::: EXTRACT PROVIDED :::

That last property is the whole reason the dish works. Túró warmed through in a pan of hot pasta softens slightly at the edges and stays granular in the middle, so every mouthful has distinct pale curds against slippery pasta. A cheese that melts turns the plate into a beige sauce, and a beige sauce is a different and worse dish.

What to use if your local shop has never heard of it, in descending order of accuracy:

Dry curd cheese or farmer’s cheese (the pressed, crumbly, essentially fat-free-to-medium sort sold in Polish, Baltic and Russian delis as twaróg or tvorog) is the same animal under a different passport. Buy the półtłusty or semi-fat grade. This is the answer.

Full-fat cottage cheese, drained hard in a sieve lined with muslin for two hours in the fridge, then squeezed. It is wetter and the curds are rounder, but it behaves correctly under heat.

Ricotta is a poor substitute. It is made from whey rather than curd, it is sweeter, and it slumps rather than crumbles. It will produce something edible that is not this dish.

Cream cheese, quark whipped smooth, and anything sold in a tub with a plastic lid and the word “spreadable” on it will all fail, because they are emulsified and will turn to sauce.

:::

TO-DO LIST.
(A) Which grade of twaróg does the passage on túró substitutes say to buy?
(B) Reproduce the part of the passage on túró substitutes that opens with the words containing "That last property" and closes with "and worse dish.".
The entries have no connection to the passage on túró substitutes.

::: ENTRIES PROVIDED :::

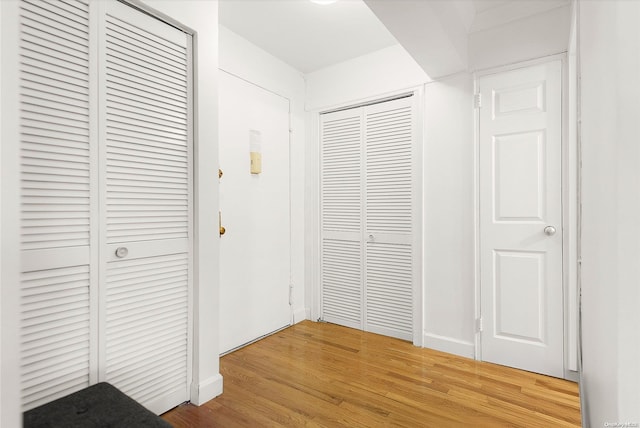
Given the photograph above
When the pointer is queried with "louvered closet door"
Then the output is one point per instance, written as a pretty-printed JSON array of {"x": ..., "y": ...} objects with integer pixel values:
[
  {"x": 341, "y": 200},
  {"x": 389, "y": 213},
  {"x": 369, "y": 214},
  {"x": 146, "y": 203},
  {"x": 56, "y": 295}
]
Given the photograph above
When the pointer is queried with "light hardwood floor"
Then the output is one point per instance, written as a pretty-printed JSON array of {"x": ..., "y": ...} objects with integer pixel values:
[{"x": 324, "y": 375}]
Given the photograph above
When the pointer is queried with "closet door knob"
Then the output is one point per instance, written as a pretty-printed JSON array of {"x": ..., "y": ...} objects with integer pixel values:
[{"x": 122, "y": 252}]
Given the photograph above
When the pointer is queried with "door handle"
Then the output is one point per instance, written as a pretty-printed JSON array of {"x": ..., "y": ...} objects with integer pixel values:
[{"x": 122, "y": 252}]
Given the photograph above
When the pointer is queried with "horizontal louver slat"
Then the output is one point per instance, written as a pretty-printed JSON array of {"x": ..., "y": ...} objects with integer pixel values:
[
  {"x": 340, "y": 172},
  {"x": 147, "y": 135},
  {"x": 54, "y": 352},
  {"x": 147, "y": 323},
  {"x": 389, "y": 301},
  {"x": 342, "y": 282},
  {"x": 389, "y": 170},
  {"x": 54, "y": 51}
]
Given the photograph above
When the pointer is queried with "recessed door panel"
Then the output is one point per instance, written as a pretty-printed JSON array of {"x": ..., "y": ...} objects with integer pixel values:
[
  {"x": 519, "y": 296},
  {"x": 519, "y": 174}
]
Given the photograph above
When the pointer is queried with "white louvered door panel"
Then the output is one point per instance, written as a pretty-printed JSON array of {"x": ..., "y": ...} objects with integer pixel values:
[
  {"x": 56, "y": 349},
  {"x": 389, "y": 200},
  {"x": 369, "y": 216},
  {"x": 341, "y": 201},
  {"x": 146, "y": 194}
]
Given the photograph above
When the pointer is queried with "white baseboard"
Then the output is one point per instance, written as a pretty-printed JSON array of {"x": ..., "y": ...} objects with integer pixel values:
[
  {"x": 299, "y": 314},
  {"x": 450, "y": 345},
  {"x": 206, "y": 390}
]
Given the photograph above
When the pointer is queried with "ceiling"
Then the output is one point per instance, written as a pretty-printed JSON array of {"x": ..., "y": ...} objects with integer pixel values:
[
  {"x": 306, "y": 35},
  {"x": 310, "y": 36}
]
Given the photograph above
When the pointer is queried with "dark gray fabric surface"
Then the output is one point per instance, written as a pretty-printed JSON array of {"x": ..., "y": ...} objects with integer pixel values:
[{"x": 98, "y": 406}]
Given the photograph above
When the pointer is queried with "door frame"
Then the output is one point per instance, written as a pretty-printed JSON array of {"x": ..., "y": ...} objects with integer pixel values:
[
  {"x": 313, "y": 204},
  {"x": 569, "y": 201}
]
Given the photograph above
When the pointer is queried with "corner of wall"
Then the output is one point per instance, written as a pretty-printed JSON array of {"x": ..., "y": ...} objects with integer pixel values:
[{"x": 206, "y": 390}]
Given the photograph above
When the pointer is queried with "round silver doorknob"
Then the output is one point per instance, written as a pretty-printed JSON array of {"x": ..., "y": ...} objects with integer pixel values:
[{"x": 122, "y": 252}]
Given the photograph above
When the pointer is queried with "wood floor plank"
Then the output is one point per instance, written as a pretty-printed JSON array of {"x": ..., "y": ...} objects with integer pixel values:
[{"x": 324, "y": 375}]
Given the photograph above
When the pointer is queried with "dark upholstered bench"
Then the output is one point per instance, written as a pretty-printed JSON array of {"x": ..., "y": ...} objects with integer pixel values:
[{"x": 98, "y": 406}]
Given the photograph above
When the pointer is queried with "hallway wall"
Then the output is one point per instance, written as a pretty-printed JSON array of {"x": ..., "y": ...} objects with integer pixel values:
[{"x": 609, "y": 56}]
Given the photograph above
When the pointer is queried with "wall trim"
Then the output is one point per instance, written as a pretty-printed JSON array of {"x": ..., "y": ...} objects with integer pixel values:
[
  {"x": 449, "y": 345},
  {"x": 299, "y": 314},
  {"x": 206, "y": 390}
]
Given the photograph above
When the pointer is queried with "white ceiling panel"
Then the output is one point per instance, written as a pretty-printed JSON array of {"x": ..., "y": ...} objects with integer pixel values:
[{"x": 306, "y": 35}]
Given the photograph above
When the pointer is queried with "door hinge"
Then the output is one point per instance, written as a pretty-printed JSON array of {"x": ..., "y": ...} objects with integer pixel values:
[{"x": 477, "y": 100}]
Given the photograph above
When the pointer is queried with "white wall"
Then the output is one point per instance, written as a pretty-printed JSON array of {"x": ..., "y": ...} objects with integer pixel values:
[
  {"x": 245, "y": 60},
  {"x": 449, "y": 216},
  {"x": 10, "y": 415},
  {"x": 609, "y": 56},
  {"x": 448, "y": 241},
  {"x": 527, "y": 38}
]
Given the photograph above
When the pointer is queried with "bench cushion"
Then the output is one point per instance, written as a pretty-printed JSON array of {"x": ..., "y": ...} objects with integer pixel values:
[{"x": 100, "y": 405}]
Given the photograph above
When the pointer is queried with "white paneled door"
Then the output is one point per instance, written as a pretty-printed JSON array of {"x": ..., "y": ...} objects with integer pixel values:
[
  {"x": 369, "y": 206},
  {"x": 521, "y": 219},
  {"x": 255, "y": 251},
  {"x": 106, "y": 202}
]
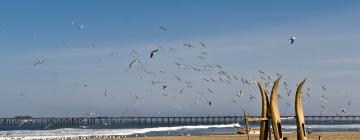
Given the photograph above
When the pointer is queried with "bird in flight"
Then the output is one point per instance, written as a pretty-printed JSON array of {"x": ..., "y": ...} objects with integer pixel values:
[
  {"x": 163, "y": 28},
  {"x": 40, "y": 61},
  {"x": 153, "y": 52},
  {"x": 292, "y": 39},
  {"x": 203, "y": 44},
  {"x": 131, "y": 63}
]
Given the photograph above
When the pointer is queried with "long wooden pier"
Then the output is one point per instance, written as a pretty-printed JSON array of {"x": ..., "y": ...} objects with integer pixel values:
[{"x": 88, "y": 121}]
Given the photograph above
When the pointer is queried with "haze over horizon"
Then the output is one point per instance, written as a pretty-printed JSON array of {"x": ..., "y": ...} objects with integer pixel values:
[{"x": 87, "y": 47}]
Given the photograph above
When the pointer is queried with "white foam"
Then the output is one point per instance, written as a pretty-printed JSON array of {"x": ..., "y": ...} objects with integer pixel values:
[
  {"x": 332, "y": 126},
  {"x": 75, "y": 132}
]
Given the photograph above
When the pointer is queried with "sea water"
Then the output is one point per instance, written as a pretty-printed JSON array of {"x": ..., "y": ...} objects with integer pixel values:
[{"x": 170, "y": 130}]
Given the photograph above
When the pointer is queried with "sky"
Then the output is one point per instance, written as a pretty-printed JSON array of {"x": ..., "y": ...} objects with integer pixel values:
[{"x": 87, "y": 47}]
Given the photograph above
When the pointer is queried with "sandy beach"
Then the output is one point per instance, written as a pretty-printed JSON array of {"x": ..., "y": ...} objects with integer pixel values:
[{"x": 313, "y": 136}]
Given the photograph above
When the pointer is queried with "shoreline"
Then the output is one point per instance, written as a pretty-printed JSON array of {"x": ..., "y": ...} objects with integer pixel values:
[{"x": 290, "y": 136}]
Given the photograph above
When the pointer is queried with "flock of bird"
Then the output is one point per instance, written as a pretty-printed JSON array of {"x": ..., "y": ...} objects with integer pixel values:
[{"x": 218, "y": 76}]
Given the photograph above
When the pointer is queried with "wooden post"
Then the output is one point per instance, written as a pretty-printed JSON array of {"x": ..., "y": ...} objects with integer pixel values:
[
  {"x": 299, "y": 114},
  {"x": 274, "y": 111},
  {"x": 246, "y": 122},
  {"x": 264, "y": 128}
]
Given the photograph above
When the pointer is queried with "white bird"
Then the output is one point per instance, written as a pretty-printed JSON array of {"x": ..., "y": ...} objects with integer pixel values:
[
  {"x": 40, "y": 61},
  {"x": 153, "y": 52},
  {"x": 292, "y": 39},
  {"x": 163, "y": 28},
  {"x": 203, "y": 45},
  {"x": 131, "y": 63}
]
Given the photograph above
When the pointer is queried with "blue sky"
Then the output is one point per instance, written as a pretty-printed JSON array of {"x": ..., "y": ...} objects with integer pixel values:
[{"x": 242, "y": 36}]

:::

TASK-BY-TASK ANSWERS.
(A) The półtłusty or semi-fat grade.

(B)
That last property is the whole reason the dish works. Túró warmed through in a pan of hot pasta softens slightly at the edges and stays granular in the middle, so every mouthful has distinct pale curds against slippery pasta. A cheese that melts turns the plate into a beige sauce, and a beige sauce is a different and worse dish.